# Rows from a pointing dataset:

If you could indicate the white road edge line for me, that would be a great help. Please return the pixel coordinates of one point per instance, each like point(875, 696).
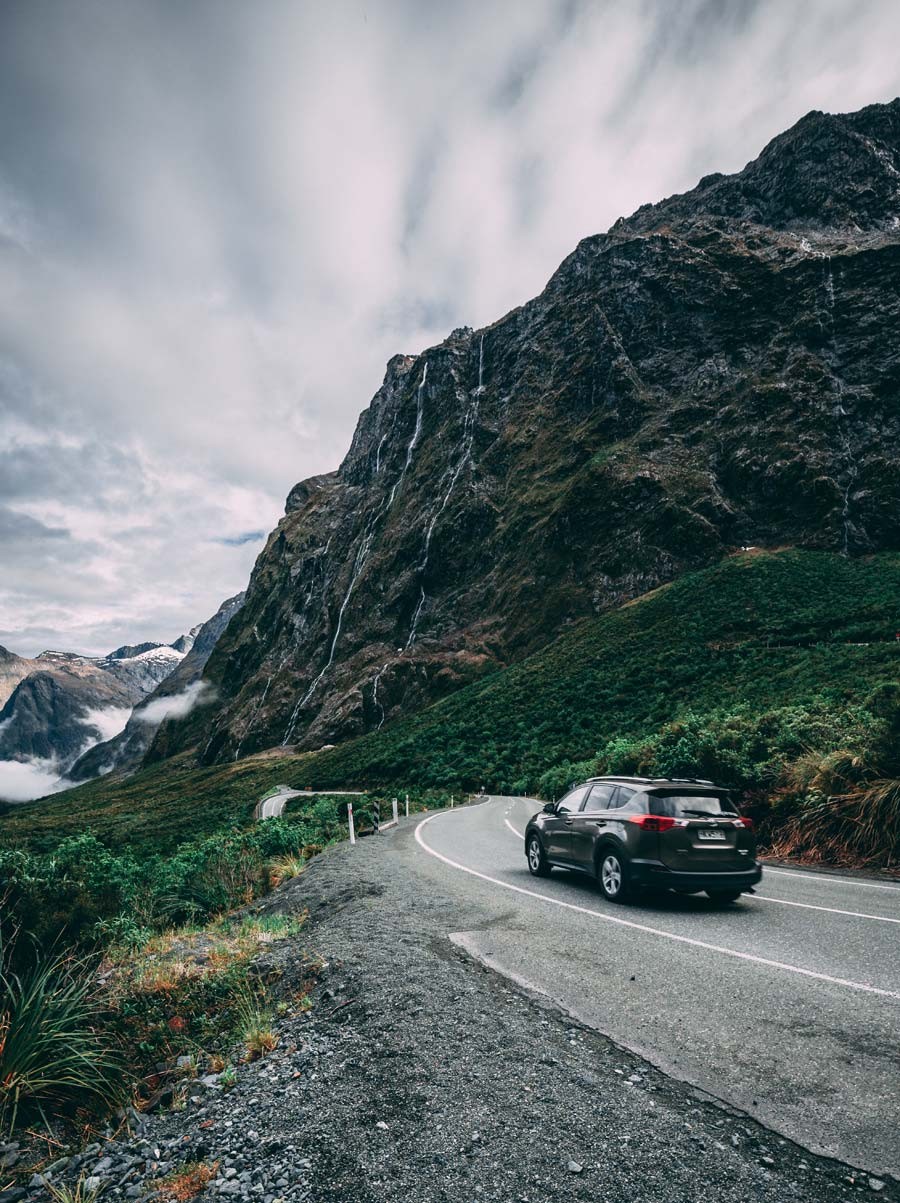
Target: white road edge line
point(765, 898)
point(653, 931)
point(833, 881)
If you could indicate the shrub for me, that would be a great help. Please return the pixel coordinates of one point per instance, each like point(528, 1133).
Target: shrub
point(188, 1181)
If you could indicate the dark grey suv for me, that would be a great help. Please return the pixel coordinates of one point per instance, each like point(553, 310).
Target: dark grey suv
point(632, 831)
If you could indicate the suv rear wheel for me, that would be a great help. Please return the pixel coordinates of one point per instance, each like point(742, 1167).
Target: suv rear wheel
point(538, 864)
point(613, 875)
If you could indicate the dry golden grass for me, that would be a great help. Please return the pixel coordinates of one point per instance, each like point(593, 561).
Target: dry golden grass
point(188, 1181)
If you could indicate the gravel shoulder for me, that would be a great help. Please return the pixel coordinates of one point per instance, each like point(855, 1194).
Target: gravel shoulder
point(421, 1076)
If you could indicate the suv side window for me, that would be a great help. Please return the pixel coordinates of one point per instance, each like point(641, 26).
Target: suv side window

# YOUR OBJECTIVE:
Transcribe the full listing above exactly, with the images removed.

# SOLVED EXERCISE:
If you could indicate the white road edge line for me, that would be a great help. Please return the pixel coordinates of one point per instance, each like point(875, 696).
Target: white road edge line
point(765, 898)
point(653, 931)
point(833, 881)
If you could indicate the shrub for me, that would be a great help. Please return the pixel coordinates of one point per instance, each like point(528, 1133).
Target: shrub
point(188, 1181)
If you could indicate the dark grey suv for me, that would be a great help. Please return the pixel coordinates of one point per instance, each like point(553, 310).
Target: dark grey suv
point(632, 831)
If you could indicate the suv rear wheel for me, that would be a great help. Please return the pixel coordinates of one point per instance, each like point(742, 1167).
Target: suv rear wheel
point(538, 864)
point(613, 875)
If you could indicate the dry golden grass for me, that would be a great help. Please return the pixel coordinates of one point per instance, each like point(593, 561).
Target: dry golden grass
point(188, 1181)
If you could indicate the gravel shoulder for me, that would be a great help. Please return the pixel coordinates of one point per instance, each like point(855, 1194).
Target: gravel shoulder
point(421, 1076)
If you could indicate the suv side window for me, that would be a great help. Please return the pixel coordinates of one point per instance, each like point(641, 26).
Target: suv side window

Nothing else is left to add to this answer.